### Stated goal A
In the winter-morning passage, which animal had left prints around the barn?
### Stated goal B
Rewrite the entries from their beginning through the line containing "[168,32,247,69]", replacing "labeling pipeline" with "annotation tool" and leaving everything else unchanged.

### Quoted passage

= = = = =

After waking from this morning's dream, I sauntered downstairs to discover a most beautiful winterscape. Dawn just starting to break, snow snuggled the earth as the moon began her descent behind the old walnut limbs to the west. Then I walked to the front side of the house, overlooking field, to find morning presenting her smattering of grey clouds and pink burstings over the bay. Snowshoe hare had been through already, pathing her long-pawed prints around the barn.

These are things that I have come to expect - powerful moons, intensely colored skies, and critters that seem to have found safe haven living amongst us two-leggeds.

Despite the strict production and sculpture schedule that has been set of late, I found time to play with friends this past week. I feel fortunate to have met so many incredible beings in my years here in Lubec. In this geographically-remarkable, faraway plot on the map, there are equally remarkable souls who have found their way here. For their friendship I am grateful.

= = = = =

### Extracted entries
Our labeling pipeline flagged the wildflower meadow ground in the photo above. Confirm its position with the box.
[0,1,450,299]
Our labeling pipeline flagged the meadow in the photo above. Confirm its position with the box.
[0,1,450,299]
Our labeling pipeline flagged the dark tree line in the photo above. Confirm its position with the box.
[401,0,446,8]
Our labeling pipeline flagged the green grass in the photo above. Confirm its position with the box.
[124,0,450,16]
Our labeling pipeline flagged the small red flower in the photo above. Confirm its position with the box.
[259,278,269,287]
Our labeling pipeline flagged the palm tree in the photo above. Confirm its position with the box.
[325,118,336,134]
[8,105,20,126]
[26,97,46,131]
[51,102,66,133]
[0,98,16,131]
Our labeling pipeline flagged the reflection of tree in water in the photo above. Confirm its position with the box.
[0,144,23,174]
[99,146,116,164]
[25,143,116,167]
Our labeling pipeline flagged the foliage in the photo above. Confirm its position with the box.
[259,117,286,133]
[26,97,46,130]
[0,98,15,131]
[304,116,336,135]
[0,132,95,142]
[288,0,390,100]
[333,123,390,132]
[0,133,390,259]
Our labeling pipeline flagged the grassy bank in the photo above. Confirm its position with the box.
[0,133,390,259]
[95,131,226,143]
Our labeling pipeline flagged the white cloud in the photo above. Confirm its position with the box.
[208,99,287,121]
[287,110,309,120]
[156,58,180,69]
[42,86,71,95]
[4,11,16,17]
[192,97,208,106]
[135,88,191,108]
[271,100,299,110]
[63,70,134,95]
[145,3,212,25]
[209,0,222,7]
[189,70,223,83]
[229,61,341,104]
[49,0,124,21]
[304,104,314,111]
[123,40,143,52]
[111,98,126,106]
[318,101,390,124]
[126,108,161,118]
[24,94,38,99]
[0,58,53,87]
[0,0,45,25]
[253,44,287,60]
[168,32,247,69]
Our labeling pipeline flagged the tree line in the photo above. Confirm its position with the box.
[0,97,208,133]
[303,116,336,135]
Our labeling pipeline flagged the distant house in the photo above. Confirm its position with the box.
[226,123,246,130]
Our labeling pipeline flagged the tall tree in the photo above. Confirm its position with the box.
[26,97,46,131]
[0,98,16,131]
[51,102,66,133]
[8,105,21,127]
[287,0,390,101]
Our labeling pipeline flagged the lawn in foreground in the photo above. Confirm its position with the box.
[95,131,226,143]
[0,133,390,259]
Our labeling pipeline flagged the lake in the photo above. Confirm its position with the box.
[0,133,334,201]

= = = = =

### Written answer A
Snowshoe hare

### Written answer B
Our annotation tool flagged the wildflower meadow ground in the photo above. Confirm its position with the box.
[0,1,450,299]
Our annotation tool flagged the meadow in the photo above. Confirm its position with the box.
[0,1,450,299]
Our annotation tool flagged the dark tree line in the photo above. Confirm its position with the box.
[401,0,446,8]
Our annotation tool flagged the green grass in the photo above. Confirm its position with the box.
[124,0,450,16]
Our annotation tool flagged the small red flower in the photo above. Confirm its position with the box.
[259,278,269,287]
Our annotation tool flagged the palm tree in the photo above. Confirm its position with the box.
[325,118,336,134]
[8,105,20,126]
[26,97,46,131]
[51,102,66,133]
[0,98,16,131]
Our annotation tool flagged the reflection of tree in water in the photo above. Confirm its position with the box.
[0,144,23,174]
[99,146,116,164]
[25,143,116,167]
Our annotation tool flagged the foliage in the photo above. Confirm its position with the box.
[259,117,286,133]
[26,97,46,130]
[0,98,15,131]
[304,116,336,135]
[0,132,95,142]
[288,0,390,100]
[333,123,390,132]
[0,133,390,259]
Our annotation tool flagged the grassy bank in the photo above. Confirm its position with the box.
[0,133,390,259]
[95,131,226,143]
Our annotation tool flagged the white cloud in the photo above. Confirm its position with the box.
[208,99,287,121]
[287,110,309,120]
[156,58,180,69]
[42,86,71,95]
[4,11,16,17]
[192,97,208,106]
[135,88,191,108]
[271,100,299,110]
[63,70,134,95]
[145,3,212,25]
[209,0,222,7]
[189,70,223,83]
[229,61,341,104]
[49,0,124,21]
[304,104,314,111]
[123,40,143,52]
[111,98,126,106]
[318,101,390,124]
[126,108,161,118]
[24,94,38,99]
[0,58,53,87]
[0,0,45,25]
[253,44,287,60]
[168,32,247,69]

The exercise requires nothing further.